◆ **MATERIAL SHOWN**
---+---

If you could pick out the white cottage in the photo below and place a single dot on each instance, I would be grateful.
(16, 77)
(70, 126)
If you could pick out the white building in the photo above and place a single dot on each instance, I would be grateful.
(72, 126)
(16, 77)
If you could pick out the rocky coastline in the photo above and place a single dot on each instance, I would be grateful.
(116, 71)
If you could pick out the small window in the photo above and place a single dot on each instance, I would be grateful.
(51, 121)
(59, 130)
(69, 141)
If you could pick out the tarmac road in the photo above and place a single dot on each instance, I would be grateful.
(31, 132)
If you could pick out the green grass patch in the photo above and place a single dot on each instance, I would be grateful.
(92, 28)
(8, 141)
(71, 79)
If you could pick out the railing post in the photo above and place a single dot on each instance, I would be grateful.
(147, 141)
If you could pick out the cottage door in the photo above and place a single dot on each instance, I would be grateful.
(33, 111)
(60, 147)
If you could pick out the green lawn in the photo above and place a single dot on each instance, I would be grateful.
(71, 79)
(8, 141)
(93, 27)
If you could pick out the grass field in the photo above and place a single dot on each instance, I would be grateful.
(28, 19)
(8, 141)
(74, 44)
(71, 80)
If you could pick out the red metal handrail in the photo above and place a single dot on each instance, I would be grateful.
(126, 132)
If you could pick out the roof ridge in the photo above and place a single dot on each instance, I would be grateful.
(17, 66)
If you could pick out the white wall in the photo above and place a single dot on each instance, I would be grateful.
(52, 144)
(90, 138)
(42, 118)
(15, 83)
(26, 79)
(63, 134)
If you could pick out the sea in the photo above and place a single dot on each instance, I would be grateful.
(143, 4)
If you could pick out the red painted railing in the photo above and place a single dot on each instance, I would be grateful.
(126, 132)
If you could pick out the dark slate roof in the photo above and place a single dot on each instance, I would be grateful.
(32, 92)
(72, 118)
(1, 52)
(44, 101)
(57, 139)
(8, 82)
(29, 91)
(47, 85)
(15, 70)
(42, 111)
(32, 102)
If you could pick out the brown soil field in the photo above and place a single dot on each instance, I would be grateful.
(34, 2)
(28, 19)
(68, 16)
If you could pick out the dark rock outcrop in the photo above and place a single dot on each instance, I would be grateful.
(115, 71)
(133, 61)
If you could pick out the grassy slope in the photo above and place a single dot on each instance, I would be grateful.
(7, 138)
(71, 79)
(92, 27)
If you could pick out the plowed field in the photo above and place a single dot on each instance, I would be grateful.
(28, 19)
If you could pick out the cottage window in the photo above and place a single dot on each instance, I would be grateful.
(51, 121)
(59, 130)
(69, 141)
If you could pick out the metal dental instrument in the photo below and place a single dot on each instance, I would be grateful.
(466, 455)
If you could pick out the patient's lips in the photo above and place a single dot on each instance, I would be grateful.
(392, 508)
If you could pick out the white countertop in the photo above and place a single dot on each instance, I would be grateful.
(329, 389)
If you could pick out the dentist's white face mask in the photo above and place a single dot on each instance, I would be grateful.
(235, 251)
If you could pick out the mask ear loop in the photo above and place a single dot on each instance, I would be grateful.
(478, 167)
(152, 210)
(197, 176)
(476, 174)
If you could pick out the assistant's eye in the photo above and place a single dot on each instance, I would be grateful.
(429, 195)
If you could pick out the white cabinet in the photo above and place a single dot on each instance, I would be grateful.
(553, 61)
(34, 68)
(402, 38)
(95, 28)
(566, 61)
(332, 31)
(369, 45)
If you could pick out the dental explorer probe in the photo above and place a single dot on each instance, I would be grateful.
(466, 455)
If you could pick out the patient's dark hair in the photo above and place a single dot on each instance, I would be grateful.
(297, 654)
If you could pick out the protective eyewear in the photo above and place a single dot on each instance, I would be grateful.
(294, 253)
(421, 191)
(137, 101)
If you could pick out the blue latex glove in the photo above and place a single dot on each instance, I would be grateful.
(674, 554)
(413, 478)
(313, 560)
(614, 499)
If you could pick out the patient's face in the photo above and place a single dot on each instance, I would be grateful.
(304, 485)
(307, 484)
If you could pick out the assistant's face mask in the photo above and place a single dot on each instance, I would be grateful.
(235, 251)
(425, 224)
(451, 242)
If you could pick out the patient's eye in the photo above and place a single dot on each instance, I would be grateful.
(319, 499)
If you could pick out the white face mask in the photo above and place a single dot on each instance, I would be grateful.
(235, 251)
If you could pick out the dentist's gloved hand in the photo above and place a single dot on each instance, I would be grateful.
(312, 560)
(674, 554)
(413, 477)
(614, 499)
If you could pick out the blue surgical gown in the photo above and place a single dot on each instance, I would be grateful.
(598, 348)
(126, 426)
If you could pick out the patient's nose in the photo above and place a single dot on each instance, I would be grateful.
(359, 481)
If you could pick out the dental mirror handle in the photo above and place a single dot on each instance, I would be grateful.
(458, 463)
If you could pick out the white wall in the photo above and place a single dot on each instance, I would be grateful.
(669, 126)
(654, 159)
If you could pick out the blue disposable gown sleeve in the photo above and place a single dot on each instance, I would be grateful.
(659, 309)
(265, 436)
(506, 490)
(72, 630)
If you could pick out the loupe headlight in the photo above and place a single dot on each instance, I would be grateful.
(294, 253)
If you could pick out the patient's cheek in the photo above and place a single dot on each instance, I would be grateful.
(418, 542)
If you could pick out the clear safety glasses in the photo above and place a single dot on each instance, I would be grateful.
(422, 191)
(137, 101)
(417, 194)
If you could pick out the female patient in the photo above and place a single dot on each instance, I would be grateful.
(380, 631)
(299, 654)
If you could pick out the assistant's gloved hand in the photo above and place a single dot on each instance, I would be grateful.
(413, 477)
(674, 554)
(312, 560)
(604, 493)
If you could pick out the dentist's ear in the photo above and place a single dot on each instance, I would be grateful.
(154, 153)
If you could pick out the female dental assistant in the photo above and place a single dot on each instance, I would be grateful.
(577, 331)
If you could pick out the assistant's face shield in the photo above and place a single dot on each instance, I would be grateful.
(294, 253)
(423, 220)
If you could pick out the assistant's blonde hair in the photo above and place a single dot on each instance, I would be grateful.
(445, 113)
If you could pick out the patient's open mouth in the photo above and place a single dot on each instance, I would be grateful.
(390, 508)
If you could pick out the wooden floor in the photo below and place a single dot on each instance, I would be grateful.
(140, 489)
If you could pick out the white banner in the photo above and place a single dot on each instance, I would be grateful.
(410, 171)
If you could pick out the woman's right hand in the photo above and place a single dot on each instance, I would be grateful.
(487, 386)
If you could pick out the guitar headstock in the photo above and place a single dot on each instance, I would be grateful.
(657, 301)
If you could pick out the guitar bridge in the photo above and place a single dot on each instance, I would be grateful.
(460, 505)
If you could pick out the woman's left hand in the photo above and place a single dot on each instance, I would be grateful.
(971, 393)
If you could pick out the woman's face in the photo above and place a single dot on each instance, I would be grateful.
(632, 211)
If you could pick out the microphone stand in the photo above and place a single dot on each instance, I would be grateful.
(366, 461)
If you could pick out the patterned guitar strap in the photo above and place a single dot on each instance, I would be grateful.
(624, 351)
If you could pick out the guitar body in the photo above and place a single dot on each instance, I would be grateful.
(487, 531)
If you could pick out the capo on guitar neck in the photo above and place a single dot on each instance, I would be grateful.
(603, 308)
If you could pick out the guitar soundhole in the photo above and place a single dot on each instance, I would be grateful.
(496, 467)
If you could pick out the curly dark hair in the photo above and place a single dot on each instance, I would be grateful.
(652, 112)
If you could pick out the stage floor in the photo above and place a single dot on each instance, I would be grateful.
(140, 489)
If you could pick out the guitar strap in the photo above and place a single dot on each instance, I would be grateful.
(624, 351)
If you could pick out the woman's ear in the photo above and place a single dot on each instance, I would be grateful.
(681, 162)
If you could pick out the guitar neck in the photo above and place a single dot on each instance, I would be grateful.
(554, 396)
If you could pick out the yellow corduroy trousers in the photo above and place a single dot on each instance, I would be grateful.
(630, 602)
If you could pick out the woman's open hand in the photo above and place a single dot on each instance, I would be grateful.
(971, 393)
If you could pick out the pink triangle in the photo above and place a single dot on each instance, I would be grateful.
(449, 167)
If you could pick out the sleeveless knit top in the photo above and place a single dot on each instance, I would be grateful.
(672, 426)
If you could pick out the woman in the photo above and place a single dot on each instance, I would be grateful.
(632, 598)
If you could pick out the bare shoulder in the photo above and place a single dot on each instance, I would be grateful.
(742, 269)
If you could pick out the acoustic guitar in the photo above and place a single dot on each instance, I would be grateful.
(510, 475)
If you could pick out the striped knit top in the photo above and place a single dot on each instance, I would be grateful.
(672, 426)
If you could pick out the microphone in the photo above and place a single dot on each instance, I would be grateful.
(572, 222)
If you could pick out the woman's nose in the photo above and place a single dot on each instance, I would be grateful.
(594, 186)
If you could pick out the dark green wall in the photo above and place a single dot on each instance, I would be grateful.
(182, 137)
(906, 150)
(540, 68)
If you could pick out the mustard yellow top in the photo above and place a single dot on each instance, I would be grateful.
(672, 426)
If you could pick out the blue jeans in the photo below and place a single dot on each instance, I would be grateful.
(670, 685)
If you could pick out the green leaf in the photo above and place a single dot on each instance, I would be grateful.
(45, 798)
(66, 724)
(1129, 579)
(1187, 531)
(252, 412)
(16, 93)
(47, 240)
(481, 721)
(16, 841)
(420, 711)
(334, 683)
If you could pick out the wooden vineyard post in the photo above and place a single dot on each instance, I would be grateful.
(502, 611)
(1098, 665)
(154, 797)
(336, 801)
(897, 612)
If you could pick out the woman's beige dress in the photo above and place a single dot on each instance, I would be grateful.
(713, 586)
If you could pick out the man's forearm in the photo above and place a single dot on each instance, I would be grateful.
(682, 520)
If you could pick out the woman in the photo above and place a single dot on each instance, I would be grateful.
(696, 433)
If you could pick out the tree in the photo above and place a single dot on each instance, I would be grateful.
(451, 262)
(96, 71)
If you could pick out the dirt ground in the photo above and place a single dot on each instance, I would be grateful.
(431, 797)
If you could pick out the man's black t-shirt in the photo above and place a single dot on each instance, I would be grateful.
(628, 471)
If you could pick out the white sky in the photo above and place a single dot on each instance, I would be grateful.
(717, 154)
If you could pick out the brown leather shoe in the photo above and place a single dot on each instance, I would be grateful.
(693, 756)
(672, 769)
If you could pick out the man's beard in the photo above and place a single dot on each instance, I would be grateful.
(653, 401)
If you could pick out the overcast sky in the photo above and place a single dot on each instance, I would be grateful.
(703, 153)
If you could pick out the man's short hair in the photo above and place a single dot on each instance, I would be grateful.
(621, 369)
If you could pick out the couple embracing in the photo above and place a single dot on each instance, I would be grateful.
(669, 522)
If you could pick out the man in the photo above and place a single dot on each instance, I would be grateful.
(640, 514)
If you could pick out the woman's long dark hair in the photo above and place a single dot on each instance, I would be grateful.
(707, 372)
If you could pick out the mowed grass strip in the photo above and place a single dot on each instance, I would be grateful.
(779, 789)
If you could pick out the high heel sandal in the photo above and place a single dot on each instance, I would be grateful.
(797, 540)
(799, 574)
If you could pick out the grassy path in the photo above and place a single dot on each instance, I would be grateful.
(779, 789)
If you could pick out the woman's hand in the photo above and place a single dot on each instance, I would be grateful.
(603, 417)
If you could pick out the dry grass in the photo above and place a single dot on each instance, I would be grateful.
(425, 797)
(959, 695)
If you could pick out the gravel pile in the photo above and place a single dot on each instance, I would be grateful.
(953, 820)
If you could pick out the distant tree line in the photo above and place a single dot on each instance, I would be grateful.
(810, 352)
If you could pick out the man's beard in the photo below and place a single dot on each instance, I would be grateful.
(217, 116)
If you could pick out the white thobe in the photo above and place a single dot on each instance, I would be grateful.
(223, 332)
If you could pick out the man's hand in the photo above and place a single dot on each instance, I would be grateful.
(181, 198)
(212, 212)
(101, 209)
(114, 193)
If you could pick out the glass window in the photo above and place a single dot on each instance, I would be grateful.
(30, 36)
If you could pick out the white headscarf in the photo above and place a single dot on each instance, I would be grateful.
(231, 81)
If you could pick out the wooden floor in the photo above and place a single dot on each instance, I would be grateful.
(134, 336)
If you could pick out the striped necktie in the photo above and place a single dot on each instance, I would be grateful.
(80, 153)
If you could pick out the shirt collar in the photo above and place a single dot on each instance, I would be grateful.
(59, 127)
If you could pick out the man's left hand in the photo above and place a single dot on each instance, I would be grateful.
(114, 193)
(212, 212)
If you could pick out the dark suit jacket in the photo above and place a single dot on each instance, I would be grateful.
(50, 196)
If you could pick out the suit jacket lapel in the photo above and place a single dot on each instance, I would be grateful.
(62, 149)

---+---

◆ **PROMPT**
Look above for the line containing "If you could pick out the dark suit", then please write out that line and each one after it through the end, exactly, with nothing else.

◆ **WRITTEN RESPONSE**
If you could pick out the dark suit jacket in the photo above and place a single dot on each instance, I would be grateful.
(50, 196)
If you could pick out the suit jacket lapel in the photo above and place a single dot on each instance, I would be grateful.
(62, 149)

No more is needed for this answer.